• _DATA RECORDS_:
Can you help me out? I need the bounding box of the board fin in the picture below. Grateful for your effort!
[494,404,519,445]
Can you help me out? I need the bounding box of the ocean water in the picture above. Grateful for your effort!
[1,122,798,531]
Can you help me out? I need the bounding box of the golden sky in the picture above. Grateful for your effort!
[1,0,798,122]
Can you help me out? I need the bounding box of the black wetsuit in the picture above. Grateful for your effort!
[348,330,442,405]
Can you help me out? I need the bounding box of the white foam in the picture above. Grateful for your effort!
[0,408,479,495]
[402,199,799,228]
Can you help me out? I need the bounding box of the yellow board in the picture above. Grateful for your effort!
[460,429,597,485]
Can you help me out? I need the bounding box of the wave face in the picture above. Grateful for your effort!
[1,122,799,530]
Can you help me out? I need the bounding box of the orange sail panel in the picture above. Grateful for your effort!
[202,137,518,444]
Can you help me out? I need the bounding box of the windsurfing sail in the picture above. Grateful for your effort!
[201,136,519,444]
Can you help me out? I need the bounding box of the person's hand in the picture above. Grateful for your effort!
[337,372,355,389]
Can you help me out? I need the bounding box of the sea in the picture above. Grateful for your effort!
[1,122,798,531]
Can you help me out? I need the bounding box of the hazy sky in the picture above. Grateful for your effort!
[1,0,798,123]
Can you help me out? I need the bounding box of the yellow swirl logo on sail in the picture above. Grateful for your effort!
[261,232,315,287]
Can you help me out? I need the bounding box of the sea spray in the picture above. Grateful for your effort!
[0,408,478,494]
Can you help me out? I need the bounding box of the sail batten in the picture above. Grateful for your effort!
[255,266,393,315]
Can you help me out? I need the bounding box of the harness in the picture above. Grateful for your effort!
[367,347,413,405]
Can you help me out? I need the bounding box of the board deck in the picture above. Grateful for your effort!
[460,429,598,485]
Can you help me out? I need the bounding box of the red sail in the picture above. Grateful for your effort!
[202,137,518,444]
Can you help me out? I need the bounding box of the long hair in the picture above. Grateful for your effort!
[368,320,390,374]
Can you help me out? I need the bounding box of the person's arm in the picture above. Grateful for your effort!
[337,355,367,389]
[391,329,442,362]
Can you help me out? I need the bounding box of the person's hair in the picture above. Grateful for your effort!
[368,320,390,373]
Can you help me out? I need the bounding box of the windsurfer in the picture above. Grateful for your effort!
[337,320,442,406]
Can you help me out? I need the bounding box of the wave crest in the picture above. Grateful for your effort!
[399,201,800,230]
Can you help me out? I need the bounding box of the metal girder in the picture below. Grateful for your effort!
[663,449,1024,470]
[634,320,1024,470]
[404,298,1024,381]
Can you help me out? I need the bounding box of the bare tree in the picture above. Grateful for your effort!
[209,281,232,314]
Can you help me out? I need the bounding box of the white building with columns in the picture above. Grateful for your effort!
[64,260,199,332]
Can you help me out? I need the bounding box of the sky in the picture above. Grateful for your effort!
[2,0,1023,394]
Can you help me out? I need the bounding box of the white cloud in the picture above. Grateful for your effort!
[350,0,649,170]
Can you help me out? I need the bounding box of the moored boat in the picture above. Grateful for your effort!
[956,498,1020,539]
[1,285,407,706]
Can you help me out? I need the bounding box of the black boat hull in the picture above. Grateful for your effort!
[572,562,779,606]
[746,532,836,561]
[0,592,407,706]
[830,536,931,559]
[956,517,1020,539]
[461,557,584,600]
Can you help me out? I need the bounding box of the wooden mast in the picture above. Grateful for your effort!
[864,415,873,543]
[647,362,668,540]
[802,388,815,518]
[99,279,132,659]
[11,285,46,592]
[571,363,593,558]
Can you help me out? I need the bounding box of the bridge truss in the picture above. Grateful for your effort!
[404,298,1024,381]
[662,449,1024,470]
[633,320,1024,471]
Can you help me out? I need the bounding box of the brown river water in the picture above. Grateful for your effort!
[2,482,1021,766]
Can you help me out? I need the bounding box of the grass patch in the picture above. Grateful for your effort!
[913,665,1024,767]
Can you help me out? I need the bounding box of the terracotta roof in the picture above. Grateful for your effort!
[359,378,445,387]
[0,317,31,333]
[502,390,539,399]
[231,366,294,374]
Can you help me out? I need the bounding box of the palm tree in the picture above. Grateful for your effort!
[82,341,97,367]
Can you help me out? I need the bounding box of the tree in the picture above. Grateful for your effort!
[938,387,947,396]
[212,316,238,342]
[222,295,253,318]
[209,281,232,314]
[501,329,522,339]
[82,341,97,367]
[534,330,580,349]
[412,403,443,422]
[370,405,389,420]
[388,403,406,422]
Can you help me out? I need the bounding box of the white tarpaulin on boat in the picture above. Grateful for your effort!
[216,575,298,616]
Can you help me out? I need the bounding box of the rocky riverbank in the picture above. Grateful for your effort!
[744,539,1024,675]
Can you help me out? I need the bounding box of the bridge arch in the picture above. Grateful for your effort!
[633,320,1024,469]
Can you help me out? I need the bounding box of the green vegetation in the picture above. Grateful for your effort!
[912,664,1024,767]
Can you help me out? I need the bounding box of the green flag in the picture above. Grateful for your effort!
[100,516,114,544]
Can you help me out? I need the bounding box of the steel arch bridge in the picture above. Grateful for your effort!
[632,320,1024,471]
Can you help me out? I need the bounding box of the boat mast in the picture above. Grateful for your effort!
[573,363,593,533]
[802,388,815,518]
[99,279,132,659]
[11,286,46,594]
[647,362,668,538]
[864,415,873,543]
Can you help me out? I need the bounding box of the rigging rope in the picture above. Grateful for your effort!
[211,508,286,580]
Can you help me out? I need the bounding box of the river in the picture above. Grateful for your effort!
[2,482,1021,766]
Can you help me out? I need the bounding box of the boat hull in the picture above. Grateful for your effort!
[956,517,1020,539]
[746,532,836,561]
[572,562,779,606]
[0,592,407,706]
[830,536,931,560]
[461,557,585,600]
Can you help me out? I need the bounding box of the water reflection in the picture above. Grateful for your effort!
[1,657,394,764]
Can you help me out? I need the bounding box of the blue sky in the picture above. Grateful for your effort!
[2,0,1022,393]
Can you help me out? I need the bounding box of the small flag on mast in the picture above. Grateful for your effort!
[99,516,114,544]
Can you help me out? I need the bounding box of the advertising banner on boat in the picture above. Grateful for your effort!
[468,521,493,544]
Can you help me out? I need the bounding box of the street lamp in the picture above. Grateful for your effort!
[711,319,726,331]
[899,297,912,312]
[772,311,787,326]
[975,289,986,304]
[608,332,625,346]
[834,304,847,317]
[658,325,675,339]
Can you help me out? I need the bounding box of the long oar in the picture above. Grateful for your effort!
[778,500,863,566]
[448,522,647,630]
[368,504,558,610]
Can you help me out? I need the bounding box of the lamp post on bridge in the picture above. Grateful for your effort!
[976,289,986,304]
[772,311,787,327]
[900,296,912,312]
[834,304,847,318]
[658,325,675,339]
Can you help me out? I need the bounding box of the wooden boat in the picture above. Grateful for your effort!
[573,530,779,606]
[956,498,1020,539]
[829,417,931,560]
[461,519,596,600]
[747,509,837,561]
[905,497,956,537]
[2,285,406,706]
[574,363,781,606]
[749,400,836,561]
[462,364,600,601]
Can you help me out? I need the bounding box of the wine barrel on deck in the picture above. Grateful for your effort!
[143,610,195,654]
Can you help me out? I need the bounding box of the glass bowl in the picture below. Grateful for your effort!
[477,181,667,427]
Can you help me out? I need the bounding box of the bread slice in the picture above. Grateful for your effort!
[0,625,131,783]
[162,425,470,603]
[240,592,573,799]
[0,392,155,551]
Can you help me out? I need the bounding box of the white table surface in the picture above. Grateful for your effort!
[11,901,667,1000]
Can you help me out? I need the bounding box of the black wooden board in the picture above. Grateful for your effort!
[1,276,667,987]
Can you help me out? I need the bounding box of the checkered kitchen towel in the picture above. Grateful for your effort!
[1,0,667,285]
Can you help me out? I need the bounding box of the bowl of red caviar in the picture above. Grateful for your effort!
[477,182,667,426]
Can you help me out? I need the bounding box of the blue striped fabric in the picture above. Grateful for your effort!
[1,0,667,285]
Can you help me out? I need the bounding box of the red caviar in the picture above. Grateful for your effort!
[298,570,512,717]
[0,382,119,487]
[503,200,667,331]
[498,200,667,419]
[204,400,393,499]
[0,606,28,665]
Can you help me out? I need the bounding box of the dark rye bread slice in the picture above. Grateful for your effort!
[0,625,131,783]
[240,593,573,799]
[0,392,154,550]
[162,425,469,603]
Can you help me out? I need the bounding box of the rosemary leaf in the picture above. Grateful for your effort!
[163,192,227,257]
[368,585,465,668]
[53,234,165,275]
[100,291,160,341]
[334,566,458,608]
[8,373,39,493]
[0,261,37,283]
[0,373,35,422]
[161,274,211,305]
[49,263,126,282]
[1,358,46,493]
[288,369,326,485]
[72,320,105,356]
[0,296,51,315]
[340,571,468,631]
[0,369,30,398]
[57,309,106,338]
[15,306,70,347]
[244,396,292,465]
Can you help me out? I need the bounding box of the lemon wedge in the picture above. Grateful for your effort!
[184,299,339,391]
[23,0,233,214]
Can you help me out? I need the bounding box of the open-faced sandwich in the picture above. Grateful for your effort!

• _TASK DETAILS_:
Every line between the one that contains "of the lemon" and the last line of the listing, both included, should be retyped exactly, with nothing else added.

• _EXERCISE ANSWER_:
Can you help me out? I need the bounding box of the lemon wedge in the picture above. Grateful for your effort!
[184,299,339,391]
[23,0,233,214]
Can you help me out? I need the bounding box of the open-faced sandwich in the picture above. Grateful for your effort!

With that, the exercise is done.